╭──

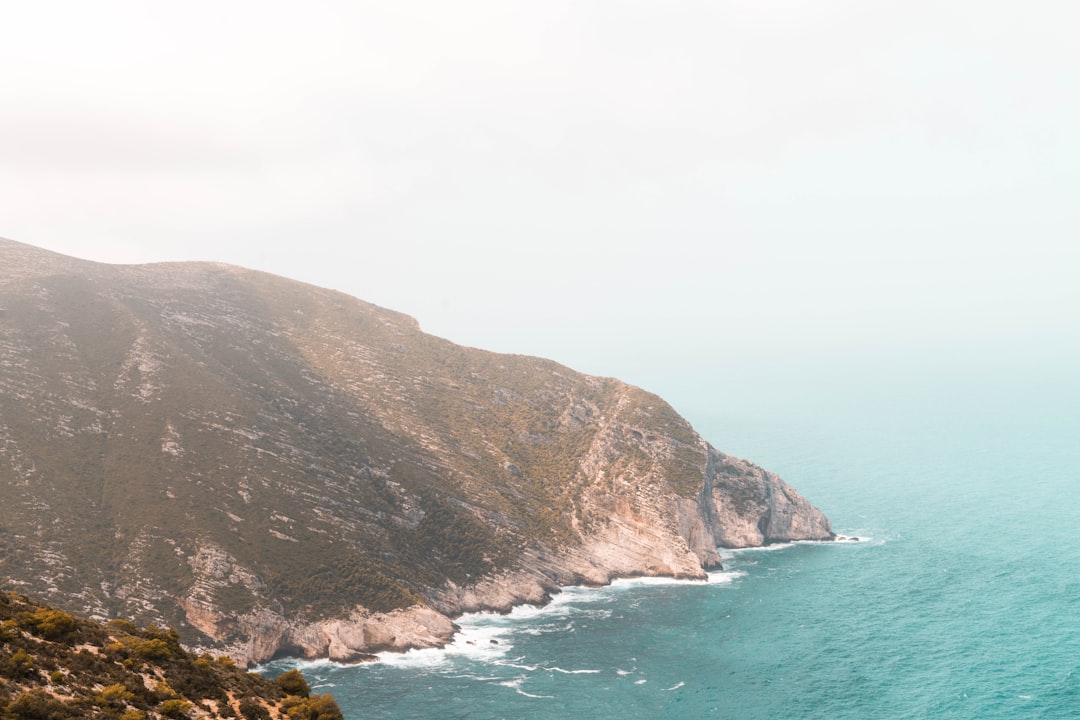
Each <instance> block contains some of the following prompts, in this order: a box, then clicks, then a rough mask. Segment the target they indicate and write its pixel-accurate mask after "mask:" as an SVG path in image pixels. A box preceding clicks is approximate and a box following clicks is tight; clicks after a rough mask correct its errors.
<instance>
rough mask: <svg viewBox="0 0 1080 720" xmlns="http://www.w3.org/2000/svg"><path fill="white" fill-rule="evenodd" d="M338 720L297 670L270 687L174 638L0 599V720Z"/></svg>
mask: <svg viewBox="0 0 1080 720" xmlns="http://www.w3.org/2000/svg"><path fill="white" fill-rule="evenodd" d="M193 714H198V715H199V717H205V718H237V719H243V720H272V719H274V718H281V719H287V720H340V719H341V717H342V716H341V711H340V709H338V707H337V704H336V703H335V702H334V697H333V696H332V695H328V694H326V695H312V694H311V689H310V687H309V685H308V683H307V681H306V680H305V679H303V676H302V675H300V674H299V673H298V671H295V670H294V671H291V673H286V674H284V675H282V676H281V677H280V678H278V680H276V681H272V680H268V679H266V678H264V677H262V676H259V675H255V674H253V673H245V671H244V670H242V669H240V668H239V667H237V666H235V664H234V663H233V662H232V661H231V660H230V658H228V657H225V656H220V657H213V656H211V655H199V656H197V655H193V654H191V653H188V652H186V651H185V650H184V649H183V648H180V643H179V638H178V636H177V634H176V631H175V630H172V629H167V630H166V629H160V628H157V627H154V626H152V625H151V626H149V627H146V628H143V629H139V628H137V627H136V626H135V625H133V624H132V623H129V622H125V621H112V622H111V623H109V624H108V625H102V624H98V623H94V622H92V621H87V620H82V619H79V617H76V616H75V615H71V614H68V613H66V612H63V611H60V610H57V609H55V608H50V607H46V606H43V604H40V603H38V602H35V601H33V600H31V599H29V598H27V597H23V596H21V595H16V594H14V593H0V720H67V719H71V720H75V719H77V718H104V719H108V720H149V719H154V718H177V719H184V718H191V717H194V716H193Z"/></svg>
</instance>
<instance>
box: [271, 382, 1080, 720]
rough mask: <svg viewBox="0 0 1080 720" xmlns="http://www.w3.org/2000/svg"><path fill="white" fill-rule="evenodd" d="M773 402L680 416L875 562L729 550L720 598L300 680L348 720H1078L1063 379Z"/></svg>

╰──

**What is needed:**
Please copy the lines above character for character, leaving out the pictures.

**Exercise answer:**
Each <instance> block contains some of the following prompts, in this order: a box, then clicks, then a rough mask. Segment the target they indicate and write its pixel-accurate mask after "mask:" as an SVG path in image pixels. A box preceding clicks is approximate and a box following clicks is tight; clicks after a rough mask correct its errors.
<instance>
rough mask: <svg viewBox="0 0 1080 720" xmlns="http://www.w3.org/2000/svg"><path fill="white" fill-rule="evenodd" d="M338 720L297 670L270 687L174 638L0 599V720Z"/></svg>
mask: <svg viewBox="0 0 1080 720" xmlns="http://www.w3.org/2000/svg"><path fill="white" fill-rule="evenodd" d="M193 714H198V715H199V717H205V718H237V719H243V720H272V719H274V718H281V719H287V720H340V719H341V717H342V716H341V711H340V709H338V707H337V704H336V703H335V702H334V697H333V696H332V695H328V694H326V695H312V694H311V689H310V687H309V685H308V683H307V681H306V680H305V679H303V676H302V675H300V674H299V673H298V671H295V670H294V671H291V673H286V674H284V675H282V676H281V677H280V678H278V680H276V681H272V680H268V679H266V678H264V677H262V676H259V675H255V674H253V673H245V671H244V670H242V669H240V668H239V667H237V666H235V664H234V663H233V662H232V661H231V660H230V658H228V657H225V656H220V657H213V656H211V655H199V656H197V655H193V654H191V653H188V652H186V651H185V650H184V649H183V648H180V643H179V638H178V636H177V634H176V631H175V630H172V629H167V630H166V629H160V628H157V627H154V626H152V625H151V626H149V627H146V628H143V629H139V628H137V627H136V626H135V625H133V624H132V623H129V622H125V621H112V622H111V623H109V624H108V625H102V624H98V623H94V622H92V621H87V620H82V619H79V617H76V616H75V615H71V614H68V613H66V612H63V611H60V610H57V609H55V608H50V607H46V606H43V604H40V603H38V602H35V601H33V600H31V599H29V598H27V597H23V596H21V595H16V594H14V593H0V720H67V719H71V720H75V719H77V718H104V719H108V720H149V719H154V718H177V719H184V718H191V717H194V716H193Z"/></svg>
</instance>
<instance>
box: [271, 382, 1080, 720]
rough mask: <svg viewBox="0 0 1080 720" xmlns="http://www.w3.org/2000/svg"><path fill="white" fill-rule="evenodd" d="M773 402L680 416L875 562L729 550L720 598L300 680L348 720H1078L1063 379Z"/></svg>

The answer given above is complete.